THINGS TO DO:
A. List every distinct word or phrase that the piece on President Obama's use of "folks" sets in double quotation marks.
B. Carry on the piece about President Obama's use of the word "folks" from its final sentence.

═════ DOCUMENT TEXT ═════

'Torturing Some Folks'

President Obama is being praised by some for use of the term "torture" during a recent press conference when he referred to post-9/11 interrogation techniques employed on behalf of our government.
This post was published on the now-closed HuffPost Contributor platform. Contributors control their own work and posted freely to our site. If you need to flag this entry as abusive, send us an email.

President Obama is being praised by some for use of the term "torture" during a recent press conference when he referred to post-9/11 interrogation techniques employed on behalf of our government. While use of the term "torture" may constitute admirable candor, the candor was partially contradicted by his use of two words of obfuscation later in the sentence: "we tortured some folks."

I have long wondered about President Obama's repeated use of the term "folks." His frequent use of the term sounds a bit odd and inauthentic, given his educational background and how he otherwise employs language.

The term "folks" has a rural, "common people" connotation. Its country cousin is "kinfolks." It is a term favored by persons who hail from a lower socio-economic, and less educated, class. People who served as president of the prestigious Harvard Law Review, and who go on to hold a position as a law professor at the University of Chicago law school, don't employ the term "folks" that frequently -- and not nearly as much as it has become a go-to, default term for the president.

═════ SOURCE EXCERPT ═════

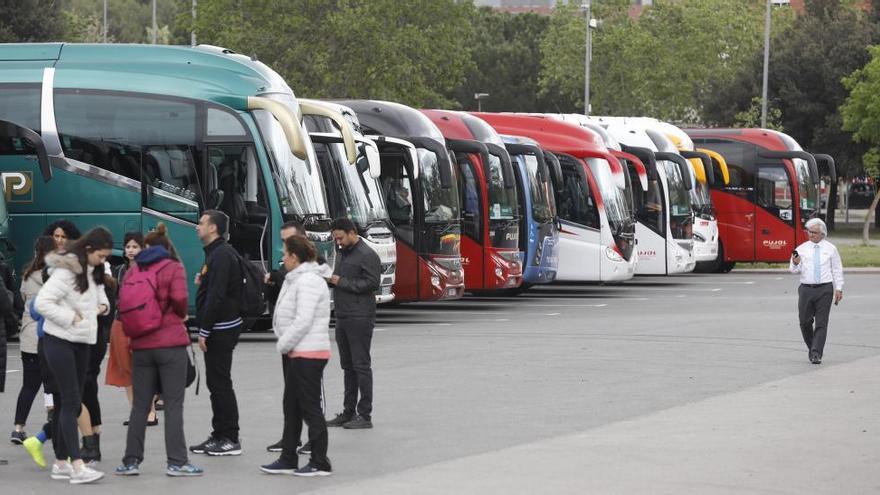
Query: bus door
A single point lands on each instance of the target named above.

═════

THE REPLIES:
A. "torture", "we tortured some folks.", "folks", "common people", "kinfolks"

B.
At times, the Hyde Park law professor can sound a little like the lawyers arguing a case and mocking an opponent before a jury in the southern courtrooms depicted in Inherit the Wind or My Cousin Vinny. I am not aware of any Obama deconstruction of the general term down to townsfolk or womenfolk. But, when I hear President Obama refer to "folks" in certain settings, I hear echoes of Sheriff Bart -- Cleavon Little's role as the erudite, cultured black Sheriff appointee archly making fun of the "simple folks of Rockridge" in the 1970's Mel Brooks' send up comedy Blazing Saddles. Certainly his treatment by the Republican congress resembles, to an eerie degree, the "welcome" reception accorded Sheriff Bart when he rode into town as the appointed black Sheriff of an all-white frontier town in America's west.

Over the years, Obama has used the "folks" appellation under two sets of circumstances.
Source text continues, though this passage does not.